__EXERCISES__
a) Answer these questions using the article on millwork outsourcing myths:
(i) What costs does the article list as part of internal engineering?
(ii) Under Myth 3, what does the outsourced team focus on entirely?
(iii) Under Myth 4, what do most communication problems come from?
b) Write the next part of the article on millwork outsourcing myths, starting after its final sentence.

March 23

Debunking Five Outsourcing Myths in Millwork

One of the most persistent beliefs I hear from millwork companies is that outsourcing drafting means sacrificing quality and control in exchange for lower cost or faster turnaround.

After more than a decade working as a millwork engineer, drafter, and manager — and now running a team that supports shops across the industry. I’ve learned that this assumption usually comes from misunderstanding how outsourcing actually works.

The companies that get the most value from outsourced drafting approach it differently than most people expect.

Here are the five myths I see most often.

Myth 1: You Lose Quality When You Outsource

The most common expectation clients have is that they can hand off a project, step away, and receive perfect drawings at the end.

That’s not how good engineering works — internally or externally.

The best outsourcing relationships function as a partnership. Our goal with every client is to deliver work that meets or exceeds the quality they would produce internally, while keeping them in control of the outcome.

But that only happens when their experienced engineers stay engaged.

When clients provide clear information up front and stay available to answer questions along the way, the work flows smoothly. When drawings are reviewed only once at the end, small issues pile up and everyone ends up rushing to fix things.

Quality improves when collaboration improves.

Myth 2: The Hourly Rate Tells You the Cost

Most cost comparisons focus on hours.

Companies compare our estimated drafting hours to the number of hours they think the project should take internally.

But the real comparison isn’t hours to hours — it’s fully burdened cost to fully burdened cost.

Internal engineering costs include salaries, benefits, office space, software, management oversight, and the hidden time spent coordinating work across a busy shop environment.

There’s another reality many companies discover when we start working together: very few shops consistently track whether their internal engineering teams actually hit their estimated hours.

What many clients value most isn’t the lowest hourly rate — it’s predictability. If a budget and schedule are defined and consistently met, that reliability becomes extremely valuable.

Myth 3: You’ll Lose Control

Many millwork companies already struggle with internal workflow chaos.

Engineering teams are constantly interrupted, projects start and stop as priorities shift, and deadlines compete with the desire to get every detail perfect.

When a project is outsourced, something interesting happens.

The outsourced team focuses entirely on the scope that was defined. The noise of the rest of the company disappears.

For many clients, that creates something they haven’t experienced in a long time: predictable progress.

Instead of losing control, they gain it. Their internal engineers can focus on solving complex problems while the drafting work continues moving forward.

Myth 4: Communication Will Be Difficult

Most communication problems don’t come from distance. They come from assumptions.

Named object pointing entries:
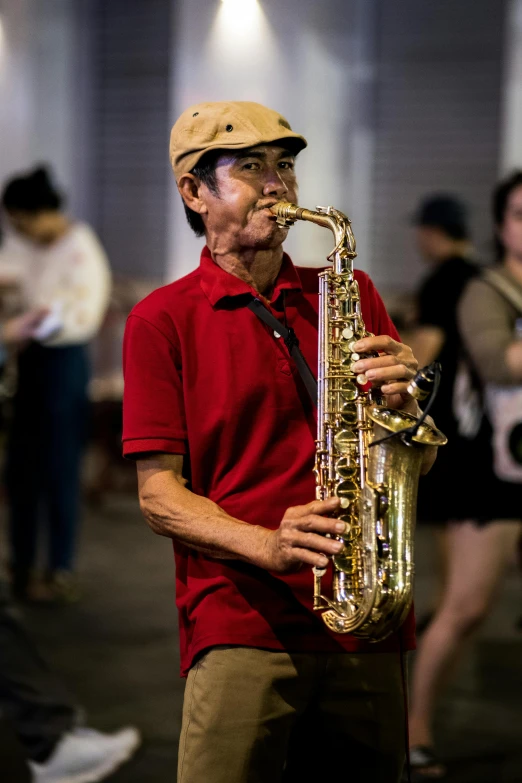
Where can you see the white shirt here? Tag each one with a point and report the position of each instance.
(71, 277)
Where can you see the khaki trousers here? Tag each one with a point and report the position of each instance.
(256, 716)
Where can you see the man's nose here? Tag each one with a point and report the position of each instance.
(274, 184)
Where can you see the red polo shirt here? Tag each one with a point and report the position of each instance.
(204, 377)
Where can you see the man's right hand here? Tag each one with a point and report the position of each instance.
(300, 538)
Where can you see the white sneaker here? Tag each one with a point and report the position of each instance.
(86, 756)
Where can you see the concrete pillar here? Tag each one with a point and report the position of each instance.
(511, 135)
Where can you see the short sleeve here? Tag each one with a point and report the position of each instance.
(153, 408)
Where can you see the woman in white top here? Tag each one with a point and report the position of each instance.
(60, 265)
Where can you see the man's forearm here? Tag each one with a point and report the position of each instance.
(173, 511)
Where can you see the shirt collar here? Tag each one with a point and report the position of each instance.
(218, 284)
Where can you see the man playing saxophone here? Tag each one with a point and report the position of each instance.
(222, 429)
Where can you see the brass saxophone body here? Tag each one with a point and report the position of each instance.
(372, 581)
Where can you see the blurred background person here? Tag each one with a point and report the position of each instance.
(45, 718)
(60, 265)
(484, 511)
(443, 239)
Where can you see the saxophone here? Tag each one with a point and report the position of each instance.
(367, 455)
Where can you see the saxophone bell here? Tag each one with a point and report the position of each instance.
(358, 458)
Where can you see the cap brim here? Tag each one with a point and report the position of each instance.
(294, 143)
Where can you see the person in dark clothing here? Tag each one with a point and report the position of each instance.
(443, 239)
(479, 528)
(45, 717)
(59, 264)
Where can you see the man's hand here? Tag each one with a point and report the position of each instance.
(300, 538)
(392, 370)
(22, 327)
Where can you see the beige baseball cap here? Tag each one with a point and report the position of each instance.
(226, 125)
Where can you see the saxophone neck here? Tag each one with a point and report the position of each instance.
(328, 217)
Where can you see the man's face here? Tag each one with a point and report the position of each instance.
(249, 181)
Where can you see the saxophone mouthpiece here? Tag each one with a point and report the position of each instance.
(286, 213)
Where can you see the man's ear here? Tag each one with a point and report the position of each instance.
(189, 186)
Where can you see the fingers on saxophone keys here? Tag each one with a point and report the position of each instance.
(322, 525)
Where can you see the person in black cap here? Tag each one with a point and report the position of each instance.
(475, 550)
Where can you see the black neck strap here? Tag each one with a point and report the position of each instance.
(291, 342)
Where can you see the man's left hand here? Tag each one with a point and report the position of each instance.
(391, 370)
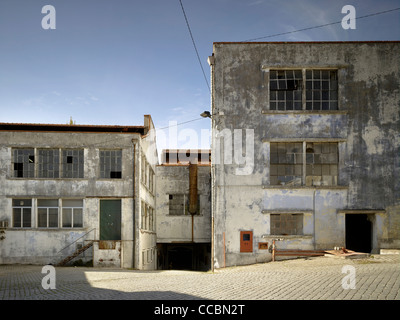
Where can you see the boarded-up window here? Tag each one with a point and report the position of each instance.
(24, 163)
(286, 164)
(111, 164)
(286, 224)
(322, 164)
(246, 241)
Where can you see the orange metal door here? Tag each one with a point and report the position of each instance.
(246, 241)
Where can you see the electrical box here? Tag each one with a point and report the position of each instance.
(246, 241)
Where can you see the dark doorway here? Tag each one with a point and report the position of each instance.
(184, 256)
(358, 233)
(110, 219)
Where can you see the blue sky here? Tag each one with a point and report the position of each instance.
(112, 61)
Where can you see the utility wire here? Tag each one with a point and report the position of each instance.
(194, 45)
(320, 26)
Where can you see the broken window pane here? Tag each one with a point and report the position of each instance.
(285, 163)
(24, 163)
(321, 90)
(285, 89)
(111, 164)
(286, 224)
(322, 164)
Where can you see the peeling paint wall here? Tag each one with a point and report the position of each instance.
(42, 246)
(365, 128)
(175, 180)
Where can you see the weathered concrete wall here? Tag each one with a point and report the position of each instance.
(40, 246)
(365, 126)
(146, 248)
(174, 179)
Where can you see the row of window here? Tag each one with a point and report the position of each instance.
(64, 163)
(303, 89)
(48, 213)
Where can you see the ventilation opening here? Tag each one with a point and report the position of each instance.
(358, 232)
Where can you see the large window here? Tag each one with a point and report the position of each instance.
(303, 89)
(304, 163)
(22, 213)
(72, 163)
(286, 164)
(286, 224)
(179, 204)
(111, 164)
(47, 213)
(49, 163)
(72, 213)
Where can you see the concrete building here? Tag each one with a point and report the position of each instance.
(184, 233)
(323, 121)
(67, 188)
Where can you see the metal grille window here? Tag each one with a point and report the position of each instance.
(111, 164)
(49, 163)
(286, 224)
(24, 163)
(72, 213)
(286, 164)
(303, 89)
(47, 213)
(322, 164)
(321, 90)
(286, 89)
(22, 213)
(72, 163)
(179, 204)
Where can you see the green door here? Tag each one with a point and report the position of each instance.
(110, 219)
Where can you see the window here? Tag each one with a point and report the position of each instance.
(22, 213)
(286, 164)
(288, 92)
(289, 168)
(48, 213)
(321, 90)
(111, 164)
(49, 163)
(72, 213)
(72, 163)
(179, 204)
(286, 224)
(24, 163)
(322, 164)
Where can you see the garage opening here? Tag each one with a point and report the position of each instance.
(359, 232)
(196, 256)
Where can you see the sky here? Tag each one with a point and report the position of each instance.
(109, 62)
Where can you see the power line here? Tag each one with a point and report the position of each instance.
(320, 26)
(194, 45)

__THE ANSWERS__
a)
(i) Salaries, benefits, office space, software, management oversight, and the hidden time spent coordinating work across a busy shop environment.
(ii) The scope that was defined.
(iii) Assumptions, not distance.

b)
Every millwork shop has dozens of internal standards that feel obvious to the people who work there. How fillers are handled. How die walls are structured. How certain materials are detailed.

But those standards are rarely documented because everyone internally already knows them.

When an external team begins working with a client, those invisible standards suddenly become visible.

That’s not a problem — it’s an opportunity.

As questions get answered and standards get documented, the process becomes clearer not just for the outsourced team, but often for the internal team as well.

Clear communication doesn’t slow things down. It improves the system.

Myth 5: Proximity Equals Expertise

Many companies assume that having engineers in the same building automatically means stronger millwork knowledge.

But in reality, almost every millwork engineer learned through experience, not through formal education.

There is no millwork engineering degree.

Expertise comes from exposure to real projects, understanding how products are fabricated and installed, and seeing how drawings translate into physical construction.

That’s why specialized knowledge matters more than geography.

A team that focuses exclusively on millwork and trains specifically for that work will often produce stronger results than a general CAD service that simply happens to be nearby.

What This Really Means

If you’re a millwork business owner evaluating outsourcing, the real question isn’t whether it replaces your internal team.

It doesn’t.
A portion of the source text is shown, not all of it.